For each line of the listing that holds "textured", show the full line.

• _MATERIAL PROVIDED_
((
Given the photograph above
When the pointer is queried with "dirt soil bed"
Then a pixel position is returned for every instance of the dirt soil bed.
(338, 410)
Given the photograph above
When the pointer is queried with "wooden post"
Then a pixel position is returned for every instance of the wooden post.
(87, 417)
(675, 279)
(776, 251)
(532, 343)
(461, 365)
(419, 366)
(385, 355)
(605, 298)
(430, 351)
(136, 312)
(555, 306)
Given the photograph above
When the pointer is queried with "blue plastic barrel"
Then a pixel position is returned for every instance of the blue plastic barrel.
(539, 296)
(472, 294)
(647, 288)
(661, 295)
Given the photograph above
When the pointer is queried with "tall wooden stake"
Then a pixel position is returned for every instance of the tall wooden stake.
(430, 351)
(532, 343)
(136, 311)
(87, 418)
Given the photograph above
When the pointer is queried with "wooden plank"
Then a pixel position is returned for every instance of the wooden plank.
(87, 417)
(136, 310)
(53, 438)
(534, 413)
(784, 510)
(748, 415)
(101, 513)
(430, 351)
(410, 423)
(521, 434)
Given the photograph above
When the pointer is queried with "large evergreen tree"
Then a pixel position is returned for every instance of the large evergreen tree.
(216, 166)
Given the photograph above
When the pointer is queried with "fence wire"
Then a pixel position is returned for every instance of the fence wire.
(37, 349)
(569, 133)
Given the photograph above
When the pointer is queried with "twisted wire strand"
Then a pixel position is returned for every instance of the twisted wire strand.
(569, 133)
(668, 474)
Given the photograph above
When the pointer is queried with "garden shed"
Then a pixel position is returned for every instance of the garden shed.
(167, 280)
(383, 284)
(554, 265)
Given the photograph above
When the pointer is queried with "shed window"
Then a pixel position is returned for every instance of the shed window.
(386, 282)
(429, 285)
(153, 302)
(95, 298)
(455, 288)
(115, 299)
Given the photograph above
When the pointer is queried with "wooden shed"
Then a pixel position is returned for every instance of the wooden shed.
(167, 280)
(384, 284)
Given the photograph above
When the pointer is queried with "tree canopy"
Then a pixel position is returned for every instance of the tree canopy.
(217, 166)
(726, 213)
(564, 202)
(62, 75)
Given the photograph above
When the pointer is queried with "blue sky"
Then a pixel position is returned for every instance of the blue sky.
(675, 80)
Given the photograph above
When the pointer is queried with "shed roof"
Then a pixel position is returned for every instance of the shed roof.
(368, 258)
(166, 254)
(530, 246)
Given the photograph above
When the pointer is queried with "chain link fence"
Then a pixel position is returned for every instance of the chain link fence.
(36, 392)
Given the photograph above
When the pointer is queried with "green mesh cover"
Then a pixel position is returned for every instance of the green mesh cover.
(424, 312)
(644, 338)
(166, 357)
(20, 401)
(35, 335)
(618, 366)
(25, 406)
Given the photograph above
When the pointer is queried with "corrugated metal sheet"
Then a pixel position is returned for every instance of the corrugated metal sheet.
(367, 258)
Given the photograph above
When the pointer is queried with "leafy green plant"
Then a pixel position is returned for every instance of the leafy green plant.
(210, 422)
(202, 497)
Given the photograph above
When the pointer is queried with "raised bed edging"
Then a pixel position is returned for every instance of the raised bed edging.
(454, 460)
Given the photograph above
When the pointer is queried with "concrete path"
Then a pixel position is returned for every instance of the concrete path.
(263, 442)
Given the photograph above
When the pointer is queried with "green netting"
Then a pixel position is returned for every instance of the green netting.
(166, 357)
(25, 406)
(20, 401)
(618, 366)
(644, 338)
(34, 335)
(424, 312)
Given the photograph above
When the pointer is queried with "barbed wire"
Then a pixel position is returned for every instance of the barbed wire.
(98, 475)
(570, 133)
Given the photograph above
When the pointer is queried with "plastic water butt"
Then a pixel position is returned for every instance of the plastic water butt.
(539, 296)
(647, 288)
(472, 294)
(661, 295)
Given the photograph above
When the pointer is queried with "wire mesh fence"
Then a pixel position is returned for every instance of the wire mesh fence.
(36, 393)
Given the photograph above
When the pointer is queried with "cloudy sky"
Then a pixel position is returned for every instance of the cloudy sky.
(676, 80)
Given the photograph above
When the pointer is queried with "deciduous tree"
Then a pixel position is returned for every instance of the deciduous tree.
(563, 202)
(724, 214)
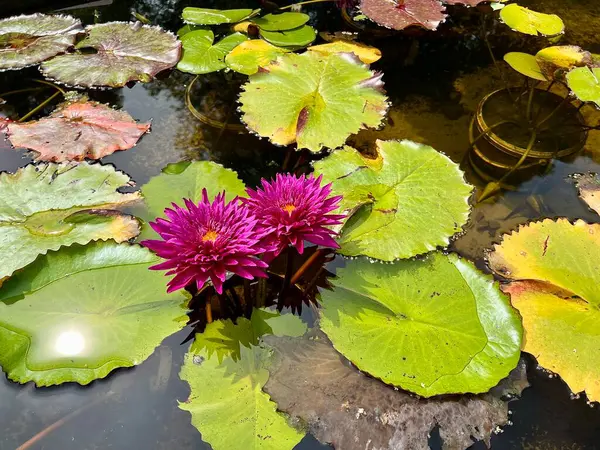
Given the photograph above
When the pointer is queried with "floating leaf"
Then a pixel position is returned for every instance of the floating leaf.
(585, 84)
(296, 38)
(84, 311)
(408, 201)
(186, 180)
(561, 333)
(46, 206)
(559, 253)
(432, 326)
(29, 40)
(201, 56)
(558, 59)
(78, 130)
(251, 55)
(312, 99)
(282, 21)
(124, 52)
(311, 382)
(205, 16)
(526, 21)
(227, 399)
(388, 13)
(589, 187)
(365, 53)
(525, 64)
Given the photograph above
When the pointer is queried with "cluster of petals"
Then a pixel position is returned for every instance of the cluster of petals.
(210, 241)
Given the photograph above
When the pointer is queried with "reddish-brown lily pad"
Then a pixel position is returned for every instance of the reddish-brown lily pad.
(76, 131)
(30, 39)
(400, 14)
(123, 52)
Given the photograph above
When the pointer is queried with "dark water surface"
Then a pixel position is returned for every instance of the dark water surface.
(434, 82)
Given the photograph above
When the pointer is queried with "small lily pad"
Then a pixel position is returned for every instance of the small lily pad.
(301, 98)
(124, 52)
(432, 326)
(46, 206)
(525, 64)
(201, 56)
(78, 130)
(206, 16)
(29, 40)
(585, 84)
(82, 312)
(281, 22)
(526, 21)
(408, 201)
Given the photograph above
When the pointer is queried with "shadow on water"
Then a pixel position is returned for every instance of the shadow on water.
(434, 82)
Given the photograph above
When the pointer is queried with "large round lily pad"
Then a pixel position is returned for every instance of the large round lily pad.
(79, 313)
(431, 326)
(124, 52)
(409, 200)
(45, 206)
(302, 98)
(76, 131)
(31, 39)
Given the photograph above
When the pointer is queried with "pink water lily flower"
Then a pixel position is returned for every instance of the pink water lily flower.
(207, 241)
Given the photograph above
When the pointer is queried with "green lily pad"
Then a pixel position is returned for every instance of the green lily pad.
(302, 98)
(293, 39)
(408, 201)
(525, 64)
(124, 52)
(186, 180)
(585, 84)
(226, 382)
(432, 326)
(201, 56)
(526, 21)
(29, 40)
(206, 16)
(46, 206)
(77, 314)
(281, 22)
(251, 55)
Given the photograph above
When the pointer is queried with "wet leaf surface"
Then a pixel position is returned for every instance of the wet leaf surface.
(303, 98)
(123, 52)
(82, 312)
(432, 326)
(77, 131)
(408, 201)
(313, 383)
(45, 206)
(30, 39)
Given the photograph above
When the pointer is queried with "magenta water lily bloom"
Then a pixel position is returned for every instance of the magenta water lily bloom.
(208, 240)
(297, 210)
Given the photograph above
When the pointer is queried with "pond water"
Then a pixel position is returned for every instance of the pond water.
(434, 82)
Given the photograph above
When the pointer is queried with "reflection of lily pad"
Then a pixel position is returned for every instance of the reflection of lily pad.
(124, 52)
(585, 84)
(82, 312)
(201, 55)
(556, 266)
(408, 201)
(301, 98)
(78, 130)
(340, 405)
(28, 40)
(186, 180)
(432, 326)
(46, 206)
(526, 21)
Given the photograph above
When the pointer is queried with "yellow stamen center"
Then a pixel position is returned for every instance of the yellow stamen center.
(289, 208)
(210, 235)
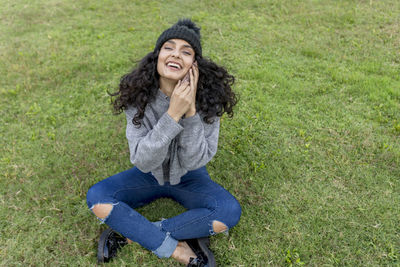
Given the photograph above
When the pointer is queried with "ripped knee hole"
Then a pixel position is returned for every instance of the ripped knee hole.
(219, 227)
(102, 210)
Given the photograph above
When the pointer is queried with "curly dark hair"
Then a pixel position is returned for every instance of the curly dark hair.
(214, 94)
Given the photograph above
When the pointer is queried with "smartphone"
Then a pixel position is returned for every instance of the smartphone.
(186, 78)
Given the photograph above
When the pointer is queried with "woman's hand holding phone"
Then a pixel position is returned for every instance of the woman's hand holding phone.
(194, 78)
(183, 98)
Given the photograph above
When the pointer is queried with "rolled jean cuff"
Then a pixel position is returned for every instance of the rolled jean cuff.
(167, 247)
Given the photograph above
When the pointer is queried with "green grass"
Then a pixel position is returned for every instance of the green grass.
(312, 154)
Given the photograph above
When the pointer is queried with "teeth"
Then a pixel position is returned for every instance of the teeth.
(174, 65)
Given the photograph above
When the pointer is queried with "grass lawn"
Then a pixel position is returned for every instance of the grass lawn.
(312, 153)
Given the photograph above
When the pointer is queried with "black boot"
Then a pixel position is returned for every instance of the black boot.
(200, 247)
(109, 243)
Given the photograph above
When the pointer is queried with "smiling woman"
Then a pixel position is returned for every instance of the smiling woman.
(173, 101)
))
((
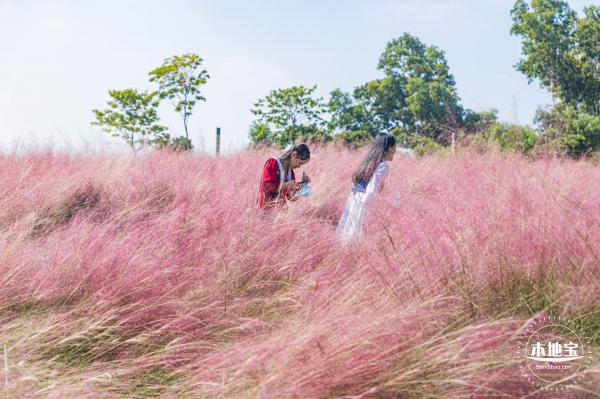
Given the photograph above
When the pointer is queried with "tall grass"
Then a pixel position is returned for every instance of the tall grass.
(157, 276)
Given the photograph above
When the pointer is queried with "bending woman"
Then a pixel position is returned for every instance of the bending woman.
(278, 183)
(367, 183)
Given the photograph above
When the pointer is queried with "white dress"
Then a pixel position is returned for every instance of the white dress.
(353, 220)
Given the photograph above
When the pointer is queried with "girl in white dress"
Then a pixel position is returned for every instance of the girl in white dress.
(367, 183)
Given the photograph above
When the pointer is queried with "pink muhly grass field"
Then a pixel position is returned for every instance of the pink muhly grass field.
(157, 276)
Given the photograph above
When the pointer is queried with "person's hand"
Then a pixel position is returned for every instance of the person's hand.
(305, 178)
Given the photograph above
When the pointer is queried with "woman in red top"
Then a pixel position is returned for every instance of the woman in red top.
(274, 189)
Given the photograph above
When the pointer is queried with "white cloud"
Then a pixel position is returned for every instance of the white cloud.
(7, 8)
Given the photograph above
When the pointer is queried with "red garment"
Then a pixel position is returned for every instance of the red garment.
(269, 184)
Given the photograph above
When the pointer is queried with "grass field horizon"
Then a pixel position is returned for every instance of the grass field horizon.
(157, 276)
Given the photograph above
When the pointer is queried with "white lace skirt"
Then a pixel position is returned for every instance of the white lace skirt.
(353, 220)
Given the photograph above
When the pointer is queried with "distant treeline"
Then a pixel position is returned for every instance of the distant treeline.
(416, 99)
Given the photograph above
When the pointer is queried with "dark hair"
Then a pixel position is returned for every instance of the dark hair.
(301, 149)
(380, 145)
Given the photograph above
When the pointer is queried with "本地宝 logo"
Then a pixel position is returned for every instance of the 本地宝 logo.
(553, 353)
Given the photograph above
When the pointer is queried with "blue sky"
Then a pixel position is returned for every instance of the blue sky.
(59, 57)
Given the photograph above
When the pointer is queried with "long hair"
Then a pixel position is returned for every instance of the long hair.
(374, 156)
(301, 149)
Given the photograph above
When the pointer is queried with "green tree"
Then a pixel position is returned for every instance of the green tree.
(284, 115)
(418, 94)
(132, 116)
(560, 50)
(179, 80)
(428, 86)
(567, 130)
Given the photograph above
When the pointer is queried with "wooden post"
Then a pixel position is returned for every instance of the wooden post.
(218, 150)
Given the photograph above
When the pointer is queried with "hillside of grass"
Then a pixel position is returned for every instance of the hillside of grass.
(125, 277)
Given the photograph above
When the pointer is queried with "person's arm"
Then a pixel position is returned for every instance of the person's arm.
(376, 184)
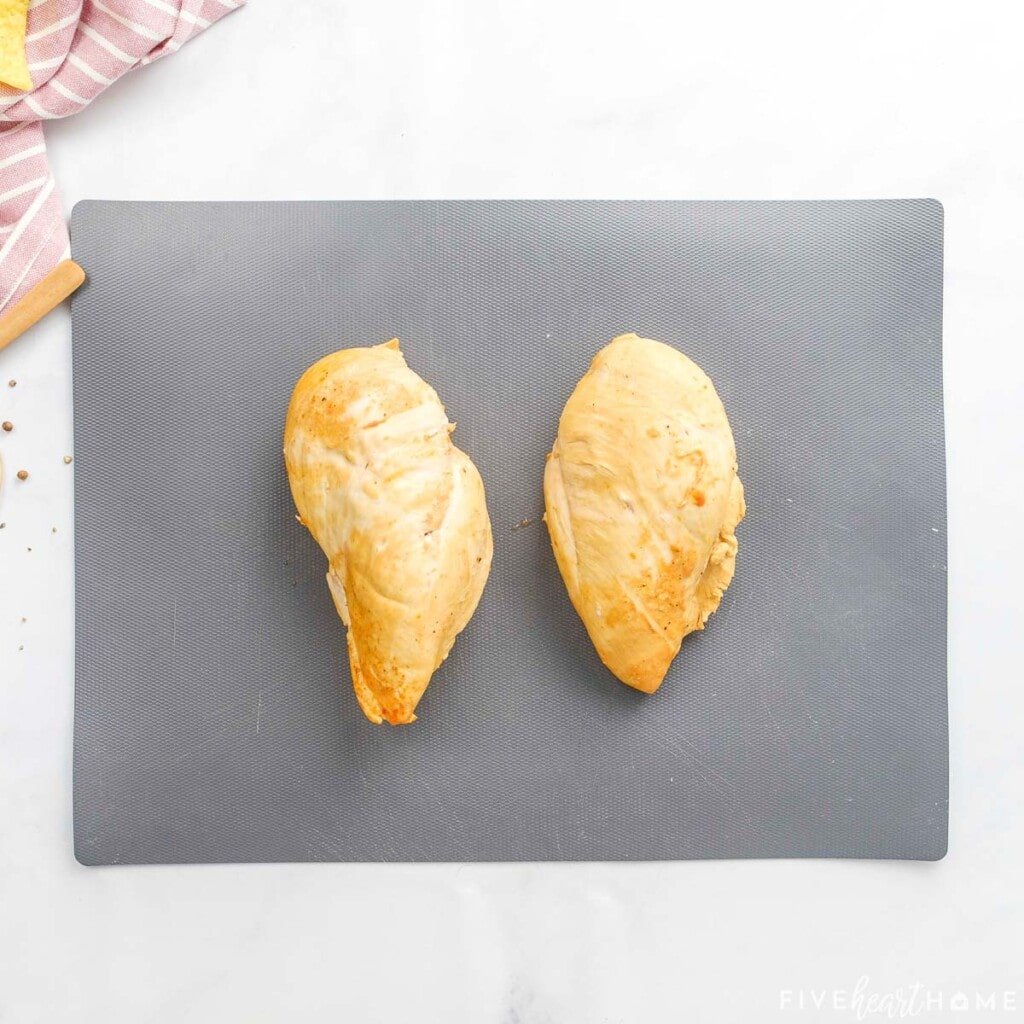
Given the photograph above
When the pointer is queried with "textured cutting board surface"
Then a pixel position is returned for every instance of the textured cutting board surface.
))
((
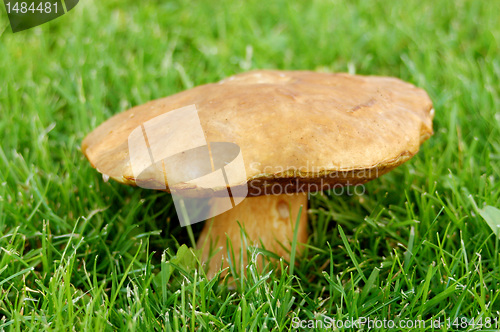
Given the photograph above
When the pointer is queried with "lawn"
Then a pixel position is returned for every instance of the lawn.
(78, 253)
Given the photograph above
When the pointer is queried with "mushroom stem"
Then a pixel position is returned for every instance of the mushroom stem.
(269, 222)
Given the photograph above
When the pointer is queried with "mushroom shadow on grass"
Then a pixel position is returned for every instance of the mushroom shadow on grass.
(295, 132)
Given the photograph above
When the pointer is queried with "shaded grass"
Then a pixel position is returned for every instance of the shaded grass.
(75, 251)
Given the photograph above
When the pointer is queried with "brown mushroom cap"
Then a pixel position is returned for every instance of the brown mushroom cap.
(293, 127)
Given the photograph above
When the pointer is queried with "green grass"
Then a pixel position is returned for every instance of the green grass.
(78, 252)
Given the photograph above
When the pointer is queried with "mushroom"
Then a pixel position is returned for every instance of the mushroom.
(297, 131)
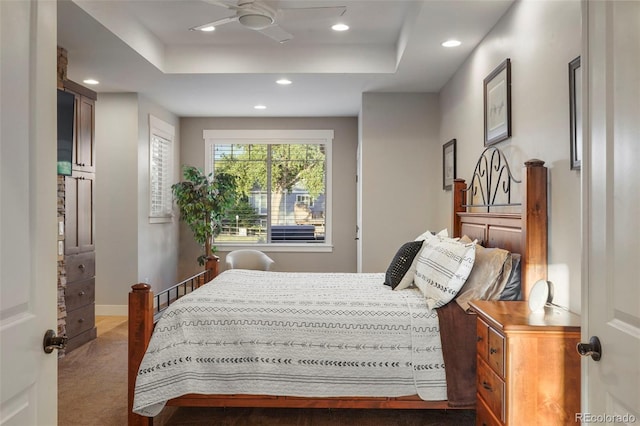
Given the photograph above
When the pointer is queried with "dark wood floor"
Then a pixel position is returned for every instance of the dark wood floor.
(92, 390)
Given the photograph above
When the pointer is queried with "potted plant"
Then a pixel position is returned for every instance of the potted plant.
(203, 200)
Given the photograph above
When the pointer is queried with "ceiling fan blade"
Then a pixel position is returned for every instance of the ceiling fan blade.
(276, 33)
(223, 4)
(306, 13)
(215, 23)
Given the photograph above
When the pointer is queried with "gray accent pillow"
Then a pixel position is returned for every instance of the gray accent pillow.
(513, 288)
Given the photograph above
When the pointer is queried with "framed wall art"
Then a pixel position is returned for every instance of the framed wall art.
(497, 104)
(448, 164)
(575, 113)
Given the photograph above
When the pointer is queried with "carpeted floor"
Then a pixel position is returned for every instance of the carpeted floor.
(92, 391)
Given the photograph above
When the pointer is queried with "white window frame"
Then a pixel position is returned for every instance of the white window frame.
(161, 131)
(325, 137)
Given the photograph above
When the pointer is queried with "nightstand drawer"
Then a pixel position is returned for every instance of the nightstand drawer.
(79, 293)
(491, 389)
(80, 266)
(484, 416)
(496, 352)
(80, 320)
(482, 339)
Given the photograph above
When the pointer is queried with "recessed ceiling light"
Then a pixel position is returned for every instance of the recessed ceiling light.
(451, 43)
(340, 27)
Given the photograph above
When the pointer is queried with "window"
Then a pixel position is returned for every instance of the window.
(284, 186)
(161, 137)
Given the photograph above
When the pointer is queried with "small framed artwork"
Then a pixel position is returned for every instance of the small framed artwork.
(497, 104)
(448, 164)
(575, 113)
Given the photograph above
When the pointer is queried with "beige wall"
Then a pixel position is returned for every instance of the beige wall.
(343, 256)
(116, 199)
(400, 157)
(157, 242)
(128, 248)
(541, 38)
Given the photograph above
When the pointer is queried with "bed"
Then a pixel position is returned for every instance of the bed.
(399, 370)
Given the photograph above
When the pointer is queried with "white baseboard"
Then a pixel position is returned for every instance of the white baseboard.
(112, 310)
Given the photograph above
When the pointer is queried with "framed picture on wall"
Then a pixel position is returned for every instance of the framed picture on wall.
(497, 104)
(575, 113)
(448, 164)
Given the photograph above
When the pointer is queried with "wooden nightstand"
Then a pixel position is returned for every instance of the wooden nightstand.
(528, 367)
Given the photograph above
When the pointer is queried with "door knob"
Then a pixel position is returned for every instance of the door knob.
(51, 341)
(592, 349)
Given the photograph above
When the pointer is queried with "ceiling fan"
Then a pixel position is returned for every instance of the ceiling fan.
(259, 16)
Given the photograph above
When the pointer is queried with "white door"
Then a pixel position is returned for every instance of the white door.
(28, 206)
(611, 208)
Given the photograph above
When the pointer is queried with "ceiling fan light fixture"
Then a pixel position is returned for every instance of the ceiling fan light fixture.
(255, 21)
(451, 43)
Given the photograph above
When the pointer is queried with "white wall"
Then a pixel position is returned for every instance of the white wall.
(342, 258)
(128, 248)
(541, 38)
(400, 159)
))
• _SOLUTION TO THE EXERCISE_
When the pointer is queried with "textured cutting board surface"
Then a pixel position is returned for every instance of the textured cutting board surface.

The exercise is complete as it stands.